» Data extract
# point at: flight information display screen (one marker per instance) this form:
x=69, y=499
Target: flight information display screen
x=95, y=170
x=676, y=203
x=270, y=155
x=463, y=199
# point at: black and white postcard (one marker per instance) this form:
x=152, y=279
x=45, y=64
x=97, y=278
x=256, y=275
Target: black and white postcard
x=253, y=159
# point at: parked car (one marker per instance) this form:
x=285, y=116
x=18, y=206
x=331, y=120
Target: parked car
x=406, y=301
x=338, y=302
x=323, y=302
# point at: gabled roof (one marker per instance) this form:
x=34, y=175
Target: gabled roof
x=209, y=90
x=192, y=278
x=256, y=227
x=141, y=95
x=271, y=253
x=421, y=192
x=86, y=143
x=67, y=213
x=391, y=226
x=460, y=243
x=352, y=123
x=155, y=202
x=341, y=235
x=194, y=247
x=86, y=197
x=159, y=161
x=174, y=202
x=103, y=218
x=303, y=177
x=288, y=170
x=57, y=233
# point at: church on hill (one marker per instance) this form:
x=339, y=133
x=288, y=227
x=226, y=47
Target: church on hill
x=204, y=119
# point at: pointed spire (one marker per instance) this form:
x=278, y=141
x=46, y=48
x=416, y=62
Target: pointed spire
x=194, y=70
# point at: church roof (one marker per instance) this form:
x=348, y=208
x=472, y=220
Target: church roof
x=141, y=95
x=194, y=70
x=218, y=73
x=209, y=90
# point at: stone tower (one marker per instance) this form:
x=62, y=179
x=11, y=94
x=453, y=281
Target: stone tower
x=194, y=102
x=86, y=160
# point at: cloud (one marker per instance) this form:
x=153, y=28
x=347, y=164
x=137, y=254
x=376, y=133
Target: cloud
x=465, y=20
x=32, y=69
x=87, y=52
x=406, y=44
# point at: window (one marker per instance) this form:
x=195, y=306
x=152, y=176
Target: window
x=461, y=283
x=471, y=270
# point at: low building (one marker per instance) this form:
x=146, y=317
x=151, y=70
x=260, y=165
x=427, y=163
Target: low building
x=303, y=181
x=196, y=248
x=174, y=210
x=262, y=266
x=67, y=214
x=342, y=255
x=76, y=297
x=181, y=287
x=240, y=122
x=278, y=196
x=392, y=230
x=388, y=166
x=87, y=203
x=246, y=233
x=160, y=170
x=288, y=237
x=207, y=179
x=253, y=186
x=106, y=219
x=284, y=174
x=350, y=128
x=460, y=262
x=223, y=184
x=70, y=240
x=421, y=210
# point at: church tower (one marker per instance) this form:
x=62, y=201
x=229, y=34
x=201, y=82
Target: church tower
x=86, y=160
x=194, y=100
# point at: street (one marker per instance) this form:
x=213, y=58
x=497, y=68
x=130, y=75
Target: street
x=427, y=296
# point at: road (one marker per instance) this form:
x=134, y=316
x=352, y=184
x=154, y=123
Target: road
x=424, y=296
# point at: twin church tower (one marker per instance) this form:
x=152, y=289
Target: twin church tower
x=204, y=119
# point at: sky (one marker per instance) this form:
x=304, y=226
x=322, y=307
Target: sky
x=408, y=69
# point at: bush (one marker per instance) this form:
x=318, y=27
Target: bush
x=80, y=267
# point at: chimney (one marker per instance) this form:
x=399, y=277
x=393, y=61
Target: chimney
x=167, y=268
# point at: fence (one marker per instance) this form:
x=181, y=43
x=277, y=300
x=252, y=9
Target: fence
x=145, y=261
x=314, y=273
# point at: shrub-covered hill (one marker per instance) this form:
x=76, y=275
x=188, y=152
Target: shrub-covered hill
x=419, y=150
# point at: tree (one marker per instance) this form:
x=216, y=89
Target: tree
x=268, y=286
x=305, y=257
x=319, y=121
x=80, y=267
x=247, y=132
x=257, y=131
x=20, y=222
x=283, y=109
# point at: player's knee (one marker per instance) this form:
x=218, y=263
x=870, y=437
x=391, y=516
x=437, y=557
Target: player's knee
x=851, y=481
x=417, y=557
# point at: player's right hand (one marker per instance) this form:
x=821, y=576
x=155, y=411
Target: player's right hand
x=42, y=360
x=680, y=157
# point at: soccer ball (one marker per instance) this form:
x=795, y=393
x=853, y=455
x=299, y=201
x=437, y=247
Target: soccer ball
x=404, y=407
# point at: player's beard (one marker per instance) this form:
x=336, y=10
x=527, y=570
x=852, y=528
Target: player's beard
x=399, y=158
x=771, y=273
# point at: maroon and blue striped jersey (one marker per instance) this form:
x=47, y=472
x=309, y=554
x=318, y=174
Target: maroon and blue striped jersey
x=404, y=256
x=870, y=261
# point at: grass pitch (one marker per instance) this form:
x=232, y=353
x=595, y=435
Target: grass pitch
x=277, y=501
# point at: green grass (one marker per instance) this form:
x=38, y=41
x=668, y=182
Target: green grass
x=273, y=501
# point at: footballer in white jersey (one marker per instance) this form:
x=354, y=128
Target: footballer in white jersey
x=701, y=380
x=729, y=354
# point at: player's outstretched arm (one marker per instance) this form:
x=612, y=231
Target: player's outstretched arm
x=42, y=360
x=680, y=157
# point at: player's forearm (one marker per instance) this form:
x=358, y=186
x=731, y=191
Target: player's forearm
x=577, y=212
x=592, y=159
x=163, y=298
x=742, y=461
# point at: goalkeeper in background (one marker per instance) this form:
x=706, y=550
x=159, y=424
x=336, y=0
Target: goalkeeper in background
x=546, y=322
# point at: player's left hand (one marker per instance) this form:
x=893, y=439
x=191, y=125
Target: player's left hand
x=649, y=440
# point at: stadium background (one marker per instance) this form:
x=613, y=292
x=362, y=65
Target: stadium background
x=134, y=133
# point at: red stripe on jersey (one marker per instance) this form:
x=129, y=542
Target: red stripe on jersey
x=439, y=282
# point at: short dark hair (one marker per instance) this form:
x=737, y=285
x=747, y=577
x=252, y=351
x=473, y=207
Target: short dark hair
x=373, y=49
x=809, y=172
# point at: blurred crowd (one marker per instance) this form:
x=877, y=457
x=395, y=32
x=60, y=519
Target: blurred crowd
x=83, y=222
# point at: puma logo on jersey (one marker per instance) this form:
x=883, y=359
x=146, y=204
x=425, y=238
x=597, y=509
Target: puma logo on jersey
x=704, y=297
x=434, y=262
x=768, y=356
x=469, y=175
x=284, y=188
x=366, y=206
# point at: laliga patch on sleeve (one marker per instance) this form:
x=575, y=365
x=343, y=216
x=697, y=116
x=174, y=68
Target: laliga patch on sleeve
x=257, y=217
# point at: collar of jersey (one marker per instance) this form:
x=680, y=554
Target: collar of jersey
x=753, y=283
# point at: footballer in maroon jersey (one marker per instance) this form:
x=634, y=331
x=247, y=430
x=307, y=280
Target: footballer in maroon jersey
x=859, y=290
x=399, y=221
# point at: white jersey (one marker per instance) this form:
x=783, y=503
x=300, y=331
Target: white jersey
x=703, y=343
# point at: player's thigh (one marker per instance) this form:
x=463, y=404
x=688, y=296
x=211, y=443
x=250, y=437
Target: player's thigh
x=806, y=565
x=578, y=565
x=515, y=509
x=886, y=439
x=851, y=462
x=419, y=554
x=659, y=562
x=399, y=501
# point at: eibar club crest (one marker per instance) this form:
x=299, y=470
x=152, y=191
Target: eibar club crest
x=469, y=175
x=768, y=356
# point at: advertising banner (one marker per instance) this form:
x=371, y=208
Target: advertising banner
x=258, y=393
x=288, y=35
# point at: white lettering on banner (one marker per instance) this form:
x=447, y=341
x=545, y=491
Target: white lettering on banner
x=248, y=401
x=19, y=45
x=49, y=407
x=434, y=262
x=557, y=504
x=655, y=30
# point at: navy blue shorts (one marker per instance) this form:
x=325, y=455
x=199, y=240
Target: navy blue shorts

» Written problem
Copy all of the data above verbatim, line for line, with no changes.

» Full response
# point at: flight information display screen (one marker per instance) this form:
x=69, y=499
Target: flight information display screen
x=95, y=170
x=676, y=203
x=270, y=155
x=463, y=199
# point at: black and white postcard (one marker per instance) this form:
x=152, y=279
x=45, y=64
x=97, y=278
x=256, y=275
Target: black and white postcard
x=253, y=159
# point at: parked car (one marker per instance) this form:
x=285, y=116
x=18, y=206
x=331, y=120
Target: parked car
x=406, y=301
x=338, y=302
x=323, y=302
# point at: gabled roof (one marker per instance) this form:
x=34, y=175
Target: gabled roof
x=209, y=90
x=192, y=278
x=256, y=227
x=141, y=95
x=271, y=253
x=421, y=192
x=86, y=143
x=67, y=213
x=391, y=226
x=460, y=243
x=352, y=123
x=155, y=202
x=341, y=235
x=194, y=247
x=86, y=197
x=159, y=161
x=174, y=202
x=103, y=218
x=303, y=177
x=288, y=170
x=57, y=233
# point at: church on hill (one marker per instance) this form:
x=339, y=133
x=288, y=227
x=226, y=47
Target: church on hill
x=204, y=119
# point at: pointed spire (one marker per instance) this form:
x=278, y=141
x=46, y=48
x=416, y=62
Target: pointed spire
x=194, y=70
# point at: church roof (one marker per instance) this form:
x=348, y=208
x=472, y=220
Target: church roof
x=141, y=95
x=194, y=70
x=218, y=73
x=209, y=90
# point at: stone tower (one marker per instance) this form:
x=62, y=179
x=11, y=94
x=453, y=281
Target: stone tower
x=194, y=102
x=86, y=160
# point at: cloud (one marker per instance) this form:
x=153, y=28
x=347, y=164
x=137, y=254
x=376, y=133
Target: cloud
x=465, y=20
x=32, y=69
x=87, y=52
x=406, y=44
# point at: window (one marker per instance) this form:
x=195, y=306
x=152, y=176
Target: window
x=461, y=283
x=471, y=270
# point at: low building (one marker per instance) this form:
x=146, y=317
x=151, y=70
x=260, y=165
x=427, y=163
Target: low building
x=303, y=181
x=196, y=248
x=174, y=210
x=262, y=266
x=67, y=214
x=342, y=255
x=76, y=297
x=181, y=287
x=240, y=122
x=278, y=196
x=392, y=230
x=388, y=166
x=87, y=203
x=246, y=233
x=160, y=170
x=288, y=237
x=207, y=179
x=253, y=186
x=106, y=219
x=284, y=174
x=350, y=128
x=460, y=262
x=223, y=184
x=70, y=240
x=421, y=210
# point at: church tower (one marker per instance) this form:
x=62, y=201
x=229, y=34
x=201, y=82
Target: church tower
x=86, y=160
x=194, y=100
# point at: street (one marker per instance) this form:
x=213, y=58
x=497, y=68
x=130, y=75
Target: street
x=427, y=296
# point at: road (one marker per instance) this form:
x=134, y=316
x=352, y=184
x=154, y=123
Target: road
x=424, y=296
# point at: twin church tower (one marker per instance) this form:
x=152, y=289
Target: twin church tower
x=204, y=119
# point at: sky (one marker per instance) this form:
x=304, y=226
x=322, y=307
Target: sky
x=408, y=69
# point at: bush (one marker per instance) this form:
x=318, y=27
Target: bush
x=80, y=267
# point at: chimney (one marker per instance) this form:
x=399, y=277
x=393, y=61
Target: chimney
x=167, y=268
# point at: fence (one marker per instance) this form:
x=181, y=43
x=277, y=300
x=252, y=9
Target: fence
x=145, y=261
x=314, y=273
# point at: shrub-covered hill (one marker per instance) this form:
x=76, y=275
x=188, y=152
Target: shrub-covered hill
x=419, y=150
# point at: tree (one marker per instance) this form:
x=216, y=89
Target: tree
x=268, y=286
x=305, y=257
x=319, y=121
x=80, y=267
x=247, y=132
x=257, y=131
x=20, y=222
x=283, y=109
# point at: player's knee (one marker per instance) this form:
x=218, y=263
x=870, y=437
x=391, y=516
x=437, y=557
Target: player's knee
x=851, y=481
x=417, y=557
# point at: player's right hand (one marker per instance) this form:
x=821, y=576
x=155, y=411
Target: player's right hand
x=42, y=360
x=680, y=157
# point at: soccer ball (one marker per instance) this form:
x=795, y=393
x=853, y=455
x=299, y=201
x=437, y=247
Target: soccer ball
x=404, y=407
# point at: player's beard (one marker per instance) this form:
x=336, y=10
x=527, y=570
x=852, y=528
Target: player's beard
x=399, y=158
x=771, y=273
# point at: maroon and blue striped jersey (one marker per instance) this form:
x=47, y=472
x=309, y=554
x=318, y=174
Target: maroon and blue striped jersey
x=404, y=256
x=870, y=261
# point at: grass pitch (one marker per instance) this form:
x=232, y=353
x=595, y=435
Target: grass pitch
x=277, y=501
# point at: green grass (one marker per instance) this form:
x=38, y=41
x=668, y=182
Target: green grass
x=273, y=501
# point at: footballer in white jersey (one marker per instance) this form:
x=354, y=128
Target: footballer in white jersey
x=701, y=380
x=729, y=354
# point at: player's outstretched arm (one marker per instance) this form:
x=612, y=231
Target: player's outstretched arm
x=42, y=360
x=680, y=157
# point at: player's forearm (one marker per instance) this form:
x=358, y=186
x=731, y=191
Target: player's forearm
x=577, y=212
x=592, y=159
x=163, y=298
x=742, y=461
# point at: goalkeeper in background (one marker per instance) this form:
x=706, y=550
x=159, y=424
x=336, y=0
Target: goalkeeper in background
x=546, y=322
# point at: player's left hand (one marker per instance) this form:
x=893, y=439
x=191, y=125
Target: player's left hand
x=649, y=440
# point at: stadium background (one marker per instance) this form:
x=613, y=292
x=362, y=65
Target: stadium background
x=134, y=133
# point at: red stripe on jersey (one marker per instance) this form:
x=129, y=542
Target: red stripe on jersey
x=439, y=282
# point at: short dark hair (one marker per instance) this form:
x=737, y=285
x=747, y=577
x=252, y=351
x=473, y=207
Target: short dark hair
x=373, y=49
x=809, y=172
# point at: blurred crowd (one marker per instance) this form:
x=877, y=457
x=395, y=32
x=60, y=519
Target: blurred crowd
x=83, y=222
# point at: puma logo on jersey (one marker per instance) this form:
x=883, y=359
x=146, y=204
x=425, y=238
x=597, y=509
Target: puma logo on jersey
x=704, y=297
x=434, y=262
x=768, y=356
x=469, y=175
x=284, y=188
x=366, y=206
# point at: laliga patch on sleeve (one marker per instance) this form:
x=575, y=365
x=343, y=216
x=697, y=116
x=174, y=68
Target: laliga patch on sleeve
x=257, y=217
# point at: collar of jersey (one marker per instance) this form:
x=680, y=554
Target: collar of jersey
x=753, y=283
# point at: footballer in maroon jersey (one marker per instance) this form:
x=634, y=331
x=247, y=430
x=307, y=280
Target: footballer in maroon jersey
x=859, y=290
x=399, y=221
# point at: white jersey (one marker per instance) this form:
x=783, y=503
x=300, y=331
Target: white jersey
x=703, y=343
# point at: player's thigh (one marker per instance) this form:
x=463, y=404
x=688, y=296
x=211, y=443
x=250, y=437
Target: player's thigh
x=806, y=565
x=578, y=565
x=515, y=509
x=886, y=439
x=851, y=462
x=419, y=554
x=659, y=562
x=399, y=501
# point at: eibar club crest (one marker per instance) this form:
x=299, y=470
x=152, y=191
Target: eibar club crest
x=469, y=175
x=768, y=356
# point at: advertising banner (one marker per instance) this form:
x=371, y=208
Target: advertising banner
x=258, y=393
x=288, y=35
# point at: white lettering on banner (one marker per instance) this form:
x=447, y=341
x=545, y=491
Target: white lettering on banner
x=248, y=401
x=19, y=45
x=49, y=407
x=434, y=262
x=557, y=504
x=655, y=30
# point at: navy blue shorts (one marker per instance) this form:
x=325, y=455
x=199, y=240
Target: navy blue shorts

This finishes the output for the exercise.